Input data below:

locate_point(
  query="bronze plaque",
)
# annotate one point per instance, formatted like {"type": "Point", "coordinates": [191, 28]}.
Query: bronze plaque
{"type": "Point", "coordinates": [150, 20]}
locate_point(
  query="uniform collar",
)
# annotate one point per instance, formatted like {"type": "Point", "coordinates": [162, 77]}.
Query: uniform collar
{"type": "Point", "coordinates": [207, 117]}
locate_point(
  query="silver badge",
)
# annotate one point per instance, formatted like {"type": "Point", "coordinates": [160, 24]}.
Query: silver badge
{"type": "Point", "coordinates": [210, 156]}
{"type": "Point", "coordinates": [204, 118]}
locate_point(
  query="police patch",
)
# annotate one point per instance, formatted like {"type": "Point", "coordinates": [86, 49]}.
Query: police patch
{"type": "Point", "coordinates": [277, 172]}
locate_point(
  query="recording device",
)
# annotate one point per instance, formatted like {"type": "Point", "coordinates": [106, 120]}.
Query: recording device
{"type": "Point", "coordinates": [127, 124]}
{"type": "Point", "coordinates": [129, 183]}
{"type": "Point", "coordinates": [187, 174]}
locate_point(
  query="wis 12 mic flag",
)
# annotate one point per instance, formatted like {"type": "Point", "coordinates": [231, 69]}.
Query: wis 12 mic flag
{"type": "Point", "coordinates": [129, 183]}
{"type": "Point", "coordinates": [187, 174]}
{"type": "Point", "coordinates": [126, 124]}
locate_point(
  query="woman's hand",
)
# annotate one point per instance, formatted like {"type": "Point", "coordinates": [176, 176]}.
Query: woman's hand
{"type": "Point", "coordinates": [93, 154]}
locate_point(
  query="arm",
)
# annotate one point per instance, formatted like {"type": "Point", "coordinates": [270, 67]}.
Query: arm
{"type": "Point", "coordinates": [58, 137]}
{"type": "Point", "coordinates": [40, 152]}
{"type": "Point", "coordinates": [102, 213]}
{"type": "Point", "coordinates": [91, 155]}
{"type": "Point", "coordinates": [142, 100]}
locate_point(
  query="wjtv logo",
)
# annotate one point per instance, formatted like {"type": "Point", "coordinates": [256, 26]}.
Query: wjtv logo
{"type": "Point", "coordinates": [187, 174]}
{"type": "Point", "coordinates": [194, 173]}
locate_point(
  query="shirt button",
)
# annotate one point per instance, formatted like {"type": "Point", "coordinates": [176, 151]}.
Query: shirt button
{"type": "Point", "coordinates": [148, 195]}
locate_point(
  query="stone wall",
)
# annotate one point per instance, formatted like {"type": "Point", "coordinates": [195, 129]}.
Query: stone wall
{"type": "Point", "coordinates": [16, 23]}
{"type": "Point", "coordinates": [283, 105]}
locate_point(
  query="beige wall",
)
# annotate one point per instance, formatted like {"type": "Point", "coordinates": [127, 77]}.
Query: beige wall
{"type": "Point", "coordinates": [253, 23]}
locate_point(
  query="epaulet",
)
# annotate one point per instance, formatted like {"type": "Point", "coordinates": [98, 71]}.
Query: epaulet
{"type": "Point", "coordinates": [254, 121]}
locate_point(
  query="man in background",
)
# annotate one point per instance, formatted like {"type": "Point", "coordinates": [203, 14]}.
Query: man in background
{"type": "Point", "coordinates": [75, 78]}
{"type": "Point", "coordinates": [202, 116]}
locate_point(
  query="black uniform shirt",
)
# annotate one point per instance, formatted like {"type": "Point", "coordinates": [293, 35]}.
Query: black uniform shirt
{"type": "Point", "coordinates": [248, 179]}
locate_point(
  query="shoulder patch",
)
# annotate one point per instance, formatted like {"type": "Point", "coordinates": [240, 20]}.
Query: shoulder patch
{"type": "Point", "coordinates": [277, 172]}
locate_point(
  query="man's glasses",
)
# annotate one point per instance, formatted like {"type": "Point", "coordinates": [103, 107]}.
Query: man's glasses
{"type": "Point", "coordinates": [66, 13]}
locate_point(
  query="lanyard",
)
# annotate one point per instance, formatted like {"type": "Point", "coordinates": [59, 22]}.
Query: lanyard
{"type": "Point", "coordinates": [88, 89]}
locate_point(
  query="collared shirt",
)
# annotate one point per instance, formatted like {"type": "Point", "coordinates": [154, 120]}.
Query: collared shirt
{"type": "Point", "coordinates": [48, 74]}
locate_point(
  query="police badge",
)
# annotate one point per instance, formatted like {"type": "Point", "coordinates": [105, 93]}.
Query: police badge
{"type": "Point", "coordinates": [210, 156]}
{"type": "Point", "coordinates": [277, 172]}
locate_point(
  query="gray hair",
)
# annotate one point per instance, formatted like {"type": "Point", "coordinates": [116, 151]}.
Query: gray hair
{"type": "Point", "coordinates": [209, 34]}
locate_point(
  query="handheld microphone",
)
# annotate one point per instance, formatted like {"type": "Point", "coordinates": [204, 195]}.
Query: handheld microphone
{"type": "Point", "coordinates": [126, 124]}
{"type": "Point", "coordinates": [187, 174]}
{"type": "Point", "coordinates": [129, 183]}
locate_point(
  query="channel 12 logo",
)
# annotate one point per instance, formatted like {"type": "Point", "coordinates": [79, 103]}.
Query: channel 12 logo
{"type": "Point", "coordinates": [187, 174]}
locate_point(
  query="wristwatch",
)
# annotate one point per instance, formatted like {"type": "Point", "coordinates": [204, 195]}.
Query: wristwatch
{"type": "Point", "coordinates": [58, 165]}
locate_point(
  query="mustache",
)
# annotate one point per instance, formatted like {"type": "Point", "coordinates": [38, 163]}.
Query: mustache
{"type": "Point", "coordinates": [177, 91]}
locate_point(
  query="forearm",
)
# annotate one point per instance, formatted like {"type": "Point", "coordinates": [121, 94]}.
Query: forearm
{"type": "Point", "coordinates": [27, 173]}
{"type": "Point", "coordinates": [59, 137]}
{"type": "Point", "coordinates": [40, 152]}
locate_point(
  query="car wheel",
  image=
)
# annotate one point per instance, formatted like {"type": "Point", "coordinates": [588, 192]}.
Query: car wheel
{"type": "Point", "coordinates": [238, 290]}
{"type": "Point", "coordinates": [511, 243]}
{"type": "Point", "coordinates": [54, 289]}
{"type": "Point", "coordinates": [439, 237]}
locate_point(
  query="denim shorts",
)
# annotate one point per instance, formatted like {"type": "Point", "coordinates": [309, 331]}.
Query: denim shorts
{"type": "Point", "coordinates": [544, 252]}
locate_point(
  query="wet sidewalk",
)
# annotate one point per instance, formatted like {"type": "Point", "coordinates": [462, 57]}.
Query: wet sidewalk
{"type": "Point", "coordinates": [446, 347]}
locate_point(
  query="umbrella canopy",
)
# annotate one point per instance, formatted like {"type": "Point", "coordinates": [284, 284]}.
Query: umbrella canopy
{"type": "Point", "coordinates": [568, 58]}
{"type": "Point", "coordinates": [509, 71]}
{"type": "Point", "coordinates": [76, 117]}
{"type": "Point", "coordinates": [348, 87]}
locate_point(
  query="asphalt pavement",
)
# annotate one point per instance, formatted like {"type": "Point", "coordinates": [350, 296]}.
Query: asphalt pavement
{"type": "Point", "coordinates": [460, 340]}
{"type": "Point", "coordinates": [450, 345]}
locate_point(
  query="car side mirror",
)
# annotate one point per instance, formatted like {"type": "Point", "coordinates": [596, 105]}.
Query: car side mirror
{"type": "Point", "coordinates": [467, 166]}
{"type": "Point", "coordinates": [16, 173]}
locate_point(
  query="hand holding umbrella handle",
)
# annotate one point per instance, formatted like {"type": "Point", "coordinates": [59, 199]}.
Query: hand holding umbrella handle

End of Input data.

▶ Description of the task
Line by line, retype all of the entries.

▶ Completed task
locate_point(
  query="bronze plaque",
)
# annotate one point per instance, formatted like {"type": "Point", "coordinates": [191, 28]}.
Query: bronze plaque
{"type": "Point", "coordinates": [150, 20]}
locate_point(
  query="uniform collar",
)
# annotate one point per instance, formatted like {"type": "Point", "coordinates": [162, 77]}.
Query: uniform collar
{"type": "Point", "coordinates": [207, 117]}
locate_point(
  query="silver badge",
)
# annotate one point per instance, formatted like {"type": "Point", "coordinates": [160, 24]}.
Query: silver badge
{"type": "Point", "coordinates": [210, 156]}
{"type": "Point", "coordinates": [204, 118]}
locate_point(
  query="police patch",
)
# annotate one point per instance, formatted like {"type": "Point", "coordinates": [86, 49]}.
Query: police patch
{"type": "Point", "coordinates": [277, 172]}
locate_point(
  query="recording device",
)
# annotate one point per instance, formatted like {"type": "Point", "coordinates": [106, 120]}.
Query: recording device
{"type": "Point", "coordinates": [127, 124]}
{"type": "Point", "coordinates": [129, 183]}
{"type": "Point", "coordinates": [187, 174]}
locate_point(
  query="wis 12 mic flag",
)
# annotate one point per instance, formatted like {"type": "Point", "coordinates": [231, 69]}.
Query: wis 12 mic flag
{"type": "Point", "coordinates": [129, 183]}
{"type": "Point", "coordinates": [187, 174]}
{"type": "Point", "coordinates": [126, 124]}
locate_point(
  query="woman's hand",
)
# annotate one point per instance, formatted like {"type": "Point", "coordinates": [176, 176]}.
Query: woman's hand
{"type": "Point", "coordinates": [93, 154]}
locate_point(
  query="arm",
)
# annotate one point per instance, formatted like {"type": "Point", "coordinates": [270, 67]}.
Query: arm
{"type": "Point", "coordinates": [58, 137]}
{"type": "Point", "coordinates": [40, 152]}
{"type": "Point", "coordinates": [102, 213]}
{"type": "Point", "coordinates": [91, 155]}
{"type": "Point", "coordinates": [142, 100]}
locate_point(
  query="wjtv logo",
)
# annotate one point per instance, formatted like {"type": "Point", "coordinates": [256, 26]}.
Query: wjtv logo
{"type": "Point", "coordinates": [187, 174]}
{"type": "Point", "coordinates": [194, 173]}
locate_point(
  query="shirt button",
)
# annotate one point per instance, formatted like {"type": "Point", "coordinates": [176, 151]}.
Query: shirt button
{"type": "Point", "coordinates": [148, 195]}
locate_point(
  query="stone wall",
)
# annotate one point per instance, formatted like {"type": "Point", "coordinates": [195, 129]}.
Query: stone wall
{"type": "Point", "coordinates": [16, 23]}
{"type": "Point", "coordinates": [283, 105]}
locate_point(
  query="beige wall",
)
# annotate one point per instance, formatted like {"type": "Point", "coordinates": [127, 77]}.
Query: beige wall
{"type": "Point", "coordinates": [253, 23]}
locate_point(
  query="epaulet",
)
# annotate one point per instance, formatted like {"type": "Point", "coordinates": [98, 71]}.
Query: epaulet
{"type": "Point", "coordinates": [254, 121]}
locate_point(
  query="man in background",
)
# annotate one point per instance, formatted like {"type": "Point", "coordinates": [203, 14]}.
Query: man in background
{"type": "Point", "coordinates": [75, 78]}
{"type": "Point", "coordinates": [202, 116]}
locate_point(
  query="black uniform shirt",
)
# annotate one point per instance, formatted like {"type": "Point", "coordinates": [293, 35]}.
Query: black uniform shirt
{"type": "Point", "coordinates": [248, 179]}
locate_point(
  query="shoulder patch",
)
# annotate one point per instance, formatted like {"type": "Point", "coordinates": [240, 20]}.
Query: shoulder patch
{"type": "Point", "coordinates": [277, 172]}
locate_point(
  query="man's glasses",
)
# annotate one point per instance, formatted like {"type": "Point", "coordinates": [103, 107]}.
Query: man's glasses
{"type": "Point", "coordinates": [66, 13]}
locate_point(
  query="lanyard",
)
# annotate one point per instance, formatted like {"type": "Point", "coordinates": [59, 22]}.
Query: lanyard
{"type": "Point", "coordinates": [88, 89]}
locate_point(
  query="collared shirt",
)
# annotate one point per instance, formatted like {"type": "Point", "coordinates": [154, 120]}.
Query: collared shirt
{"type": "Point", "coordinates": [48, 74]}
locate_point(
  query="police badge",
)
# annotate one point per instance, formatted like {"type": "Point", "coordinates": [105, 93]}.
Query: police badge
{"type": "Point", "coordinates": [210, 156]}
{"type": "Point", "coordinates": [277, 172]}
locate_point(
  query="gray hair",
)
# annotate one point per instance, formatted like {"type": "Point", "coordinates": [116, 151]}.
Query: gray hair
{"type": "Point", "coordinates": [209, 34]}
locate_point(
  query="handheld microphone",
)
# annotate one point per instance, formatted like {"type": "Point", "coordinates": [204, 195]}.
Query: handheld microphone
{"type": "Point", "coordinates": [126, 124]}
{"type": "Point", "coordinates": [187, 174]}
{"type": "Point", "coordinates": [129, 183]}
locate_point(
  query="channel 12 logo",
)
# annotate one point per instance, formatted like {"type": "Point", "coordinates": [79, 103]}.
Query: channel 12 logo
{"type": "Point", "coordinates": [187, 174]}
locate_point(
  query="wristwatch",
)
# annotate one point per instance, formatted like {"type": "Point", "coordinates": [204, 195]}.
Query: wristwatch
{"type": "Point", "coordinates": [58, 165]}
locate_point(
  query="mustache",
)
# annotate one point per instance, formatted like {"type": "Point", "coordinates": [38, 163]}.
Query: mustache
{"type": "Point", "coordinates": [177, 91]}
locate_point(
  query="forearm",
)
# annotate one point per instance, formatted like {"type": "Point", "coordinates": [121, 94]}.
Query: forearm
{"type": "Point", "coordinates": [27, 173]}
{"type": "Point", "coordinates": [59, 137]}
{"type": "Point", "coordinates": [40, 152]}
locate_point(
  query="car wheel",
  image=
)
# annotate one point per instance, formatted like {"type": "Point", "coordinates": [588, 192]}.
Query: car wheel
{"type": "Point", "coordinates": [238, 290]}
{"type": "Point", "coordinates": [511, 243]}
{"type": "Point", "coordinates": [54, 289]}
{"type": "Point", "coordinates": [439, 237]}
locate_point(
  query="denim shorts",
)
# annotate one point per instance, formatted like {"type": "Point", "coordinates": [309, 331]}.
Query: denim shorts
{"type": "Point", "coordinates": [544, 252]}
locate_point(
  query="wet sidewalk",
)
# annotate one point per instance, formatted like {"type": "Point", "coordinates": [462, 57]}.
Query: wet sidewalk
{"type": "Point", "coordinates": [446, 347]}
locate_point(
  query="umbrella canopy",
)
# annotate one point per instance, formatted like {"type": "Point", "coordinates": [284, 284]}.
Query: umbrella canopy
{"type": "Point", "coordinates": [568, 58]}
{"type": "Point", "coordinates": [509, 71]}
{"type": "Point", "coordinates": [76, 117]}
{"type": "Point", "coordinates": [348, 87]}
locate_point(
  query="asphalt pavement",
)
# annotate one point per instance, formatted like {"type": "Point", "coordinates": [350, 296]}.
Query: asphalt pavement
{"type": "Point", "coordinates": [460, 340]}
{"type": "Point", "coordinates": [450, 345]}
locate_point(
  query="car side mirror",
)
# annotate one point per instance, formatted like {"type": "Point", "coordinates": [596, 105]}.
Query: car side mirror
{"type": "Point", "coordinates": [467, 166]}
{"type": "Point", "coordinates": [16, 173]}
locate_point(
  query="hand holding umbrella handle",
)
# annotate one point per instance, formatted like {"type": "Point", "coordinates": [59, 199]}.
Query: hand holding umbrella handle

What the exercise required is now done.